- Texte à lire
►
Chypre: “Il faut un plan de sauvetage socialement équitable”

© Reuters

Xavier Dupret est chercheur en économie alternative auprès du Groupe de recherche pour une stratégie économique alternative (GRESEA), auteur notamment de “La Belgique endettée” (2012) et du “Krach mondial” (2009), il nous donne son avis sur la situation chypriote.

Ce plan de sauvetage est-il, pour vous, la bonne solution ?

“J’ai pourtant la réputation d’être très critique à l’égard des propositions de l’Europe dans ce genre de situation, mais je trouve ici qu’il s’agit d’une bonne idée d’aller chercher les liquidités là où elles sont. Evidemment, je comprends la réaction de la population. Il faut que ce plan de sauvetage réponde à certaines mesures d’équité sociale et respecte la garantie bancaire légale de 100.000 euros, les petits épargnants ne doivent pas y perdre leurs économies. Mais malgré cet effort solidaire, Chypre n’échappera pas à un plan d’austérité.”
◄
- Questions
A. Traduisez en anglais cette phrase du texte sur Chypre : « Evidemment, je comprends la réaction de la population. »
B. Résumez, s'il vous plaît, sous forme de liste le paragraphe du texte sur Chypre qui commence par « J’ai pourtant la réputation », en conservant ses faits principaux.
C. Poursuivez le texte sur Chypre à partir de sa dernière phrase.

- Données fournies
►
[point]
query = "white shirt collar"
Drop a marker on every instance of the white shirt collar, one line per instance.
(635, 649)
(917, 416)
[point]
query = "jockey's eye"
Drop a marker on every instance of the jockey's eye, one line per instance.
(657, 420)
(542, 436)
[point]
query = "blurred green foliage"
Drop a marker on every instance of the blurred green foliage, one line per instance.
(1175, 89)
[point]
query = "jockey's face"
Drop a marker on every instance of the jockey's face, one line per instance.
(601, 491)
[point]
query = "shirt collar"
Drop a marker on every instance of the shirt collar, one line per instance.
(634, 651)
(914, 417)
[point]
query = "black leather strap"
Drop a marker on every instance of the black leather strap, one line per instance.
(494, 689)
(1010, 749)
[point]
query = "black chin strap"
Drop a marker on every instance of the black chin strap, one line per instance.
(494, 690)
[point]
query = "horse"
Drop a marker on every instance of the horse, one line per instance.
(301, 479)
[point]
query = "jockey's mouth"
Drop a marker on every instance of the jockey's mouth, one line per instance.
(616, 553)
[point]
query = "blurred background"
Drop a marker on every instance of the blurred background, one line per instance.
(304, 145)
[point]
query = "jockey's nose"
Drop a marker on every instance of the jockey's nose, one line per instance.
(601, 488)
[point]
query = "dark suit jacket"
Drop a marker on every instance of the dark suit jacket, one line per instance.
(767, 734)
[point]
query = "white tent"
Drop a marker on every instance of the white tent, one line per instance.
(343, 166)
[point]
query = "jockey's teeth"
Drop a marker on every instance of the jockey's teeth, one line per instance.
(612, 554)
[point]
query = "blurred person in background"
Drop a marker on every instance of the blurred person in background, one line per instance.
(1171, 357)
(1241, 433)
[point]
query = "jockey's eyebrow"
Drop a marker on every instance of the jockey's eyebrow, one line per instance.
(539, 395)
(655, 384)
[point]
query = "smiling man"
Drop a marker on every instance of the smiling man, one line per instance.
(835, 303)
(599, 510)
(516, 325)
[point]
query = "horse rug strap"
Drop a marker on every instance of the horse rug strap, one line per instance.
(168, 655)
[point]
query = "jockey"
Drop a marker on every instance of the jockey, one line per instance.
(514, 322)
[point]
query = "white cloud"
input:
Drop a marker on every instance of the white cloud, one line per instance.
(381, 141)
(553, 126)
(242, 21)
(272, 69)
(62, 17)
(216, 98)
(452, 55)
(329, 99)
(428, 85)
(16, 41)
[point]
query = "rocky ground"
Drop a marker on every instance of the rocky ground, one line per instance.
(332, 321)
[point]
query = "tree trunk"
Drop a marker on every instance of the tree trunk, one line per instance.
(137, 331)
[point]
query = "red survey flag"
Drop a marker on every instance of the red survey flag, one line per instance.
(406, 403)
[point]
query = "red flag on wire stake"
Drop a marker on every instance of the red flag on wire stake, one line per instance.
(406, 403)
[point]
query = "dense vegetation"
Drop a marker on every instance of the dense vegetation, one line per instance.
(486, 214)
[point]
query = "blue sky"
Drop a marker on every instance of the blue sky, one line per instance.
◄
►
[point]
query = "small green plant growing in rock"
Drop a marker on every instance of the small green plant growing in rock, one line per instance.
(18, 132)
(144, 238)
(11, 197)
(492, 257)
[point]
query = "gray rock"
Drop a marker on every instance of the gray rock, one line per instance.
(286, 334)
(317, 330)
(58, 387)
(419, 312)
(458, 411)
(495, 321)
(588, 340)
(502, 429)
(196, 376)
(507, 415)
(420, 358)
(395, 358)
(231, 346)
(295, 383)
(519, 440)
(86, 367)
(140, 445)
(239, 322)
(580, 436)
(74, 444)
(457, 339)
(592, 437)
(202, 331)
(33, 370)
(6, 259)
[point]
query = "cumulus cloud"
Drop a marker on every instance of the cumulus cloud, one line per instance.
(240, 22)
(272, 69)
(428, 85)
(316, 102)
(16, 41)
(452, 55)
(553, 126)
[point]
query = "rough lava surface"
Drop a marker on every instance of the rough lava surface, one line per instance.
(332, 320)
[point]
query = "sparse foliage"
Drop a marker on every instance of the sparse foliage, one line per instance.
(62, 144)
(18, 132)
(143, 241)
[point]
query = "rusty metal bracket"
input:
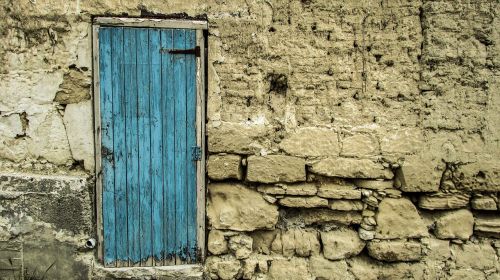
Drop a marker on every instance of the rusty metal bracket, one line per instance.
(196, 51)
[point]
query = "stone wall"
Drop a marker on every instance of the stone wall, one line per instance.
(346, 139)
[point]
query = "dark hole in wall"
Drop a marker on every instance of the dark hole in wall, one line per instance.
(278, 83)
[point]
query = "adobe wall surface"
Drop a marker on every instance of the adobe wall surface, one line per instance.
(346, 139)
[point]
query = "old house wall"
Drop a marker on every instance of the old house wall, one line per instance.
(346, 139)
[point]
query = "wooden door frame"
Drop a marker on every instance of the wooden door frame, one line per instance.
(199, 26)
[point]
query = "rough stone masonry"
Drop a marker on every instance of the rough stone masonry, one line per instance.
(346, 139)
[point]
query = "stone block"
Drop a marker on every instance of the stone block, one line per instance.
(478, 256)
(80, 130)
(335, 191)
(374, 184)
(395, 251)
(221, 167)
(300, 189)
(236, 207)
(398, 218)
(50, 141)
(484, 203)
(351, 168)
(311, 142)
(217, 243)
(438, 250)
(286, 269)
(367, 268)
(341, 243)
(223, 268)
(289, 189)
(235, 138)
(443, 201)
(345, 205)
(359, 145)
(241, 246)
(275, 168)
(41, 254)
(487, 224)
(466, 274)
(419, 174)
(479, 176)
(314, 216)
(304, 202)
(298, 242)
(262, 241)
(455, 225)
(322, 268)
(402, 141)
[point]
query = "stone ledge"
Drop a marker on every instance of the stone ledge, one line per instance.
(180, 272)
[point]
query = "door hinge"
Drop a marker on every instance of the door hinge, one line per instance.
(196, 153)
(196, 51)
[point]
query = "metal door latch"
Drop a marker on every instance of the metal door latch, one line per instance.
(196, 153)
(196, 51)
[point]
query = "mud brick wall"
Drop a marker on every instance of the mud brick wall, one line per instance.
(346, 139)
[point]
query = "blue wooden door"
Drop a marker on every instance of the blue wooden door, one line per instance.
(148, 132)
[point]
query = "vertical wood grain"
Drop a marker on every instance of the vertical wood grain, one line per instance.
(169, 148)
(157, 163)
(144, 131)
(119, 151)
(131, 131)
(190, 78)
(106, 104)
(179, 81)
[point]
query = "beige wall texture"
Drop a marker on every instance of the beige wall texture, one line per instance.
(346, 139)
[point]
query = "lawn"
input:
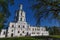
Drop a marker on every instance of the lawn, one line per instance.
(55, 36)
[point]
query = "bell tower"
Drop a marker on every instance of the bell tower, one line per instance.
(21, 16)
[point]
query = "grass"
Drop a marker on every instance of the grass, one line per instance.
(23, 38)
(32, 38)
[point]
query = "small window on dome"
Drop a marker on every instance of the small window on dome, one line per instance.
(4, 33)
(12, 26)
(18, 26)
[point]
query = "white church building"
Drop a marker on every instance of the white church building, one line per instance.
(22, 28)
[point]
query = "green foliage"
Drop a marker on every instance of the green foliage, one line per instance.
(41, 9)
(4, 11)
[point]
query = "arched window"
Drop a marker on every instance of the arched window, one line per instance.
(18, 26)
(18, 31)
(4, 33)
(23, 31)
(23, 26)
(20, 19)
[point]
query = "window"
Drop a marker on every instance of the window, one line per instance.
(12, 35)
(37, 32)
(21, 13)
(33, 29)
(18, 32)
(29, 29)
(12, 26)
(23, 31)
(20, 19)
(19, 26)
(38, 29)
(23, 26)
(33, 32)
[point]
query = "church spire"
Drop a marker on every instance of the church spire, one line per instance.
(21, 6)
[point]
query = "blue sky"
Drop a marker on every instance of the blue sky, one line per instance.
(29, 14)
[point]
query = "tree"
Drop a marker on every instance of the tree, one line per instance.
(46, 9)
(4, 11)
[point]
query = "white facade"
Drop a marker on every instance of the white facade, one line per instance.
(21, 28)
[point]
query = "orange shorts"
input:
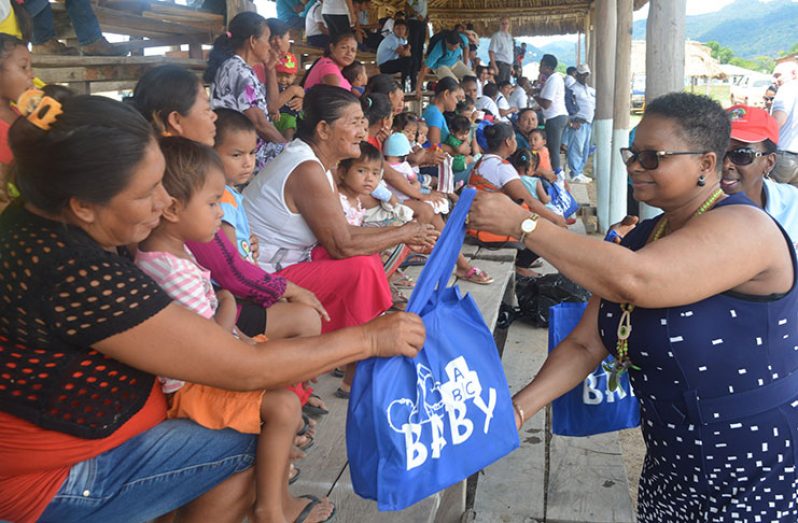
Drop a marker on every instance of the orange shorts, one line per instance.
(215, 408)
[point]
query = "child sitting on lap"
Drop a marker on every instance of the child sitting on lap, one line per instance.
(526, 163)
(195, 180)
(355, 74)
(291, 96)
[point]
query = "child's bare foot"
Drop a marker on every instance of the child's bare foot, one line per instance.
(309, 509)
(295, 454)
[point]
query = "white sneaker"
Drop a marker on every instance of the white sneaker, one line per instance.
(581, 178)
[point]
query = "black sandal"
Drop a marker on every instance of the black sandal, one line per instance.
◄
- Réponses attendues
A. Of course, I understand the population's reaction.

B.
- Bien que connu pour critiquer les propositions de l'Europe dans ce genre de situation, il juge bonne l'idée d'aller chercher les liquidités là où elles sont.
- Il comprend la réaction de la population.
- Le plan de sauvetage doit répondre à des mesures d'équité sociale et respecter la garantie bancaire légale de 100.000 euros.
- Les petits épargnants ne doivent pas perdre leurs économies.
- Malgré cet effort solidaire, Chypre n'échappera pas à un plan d'austérité.

C.
Quelles seraient les autres alternatives ?

“On se trouve dans une situation de bras de fer entre Chypre et l’Europe. Si le plan de sauvetage proposé par l’EU est à nouveau refusé par les Chypriotes, c’est qu’ils souhaitent un mécanisme d’aide et de restructuration de la dette qui implique la BCE comme cela a déjà été le cas pour la Grèce.

Autre solution envisagée par le gouvernement chypriote: demander aux Russes de donner à Chypre du “bois de rallonge” car, pour le moment, le gouvernement russe ne propose qu’une aide de 2,5 milliards d’euros, ce qui est très peu comparé aux 17 milliards dont l’île a besoin.

Autre piste: la dette publique pourrait être prise en charge par Gazprom en échange d’une exclusivité sur les ressources gazières de l’île évaluées entre 18,5 et 29 milliards d’euros. Cette solution donnerait lieu à un pillage de l’île par Gazprom, elle se heurterait aussi à des conflits sur les eaux territoriales à cause de la situation géopolitique compliquée de l’île partagée entre la Grèce et la Turquie. Autres bémols : l’exploitation des stockages de gaz ne pourra pas se faire avant 2019 et nécessitera des investissements importants de la part du gouvernement.”

Chypre met-elle vraiment en péril la zone euro ?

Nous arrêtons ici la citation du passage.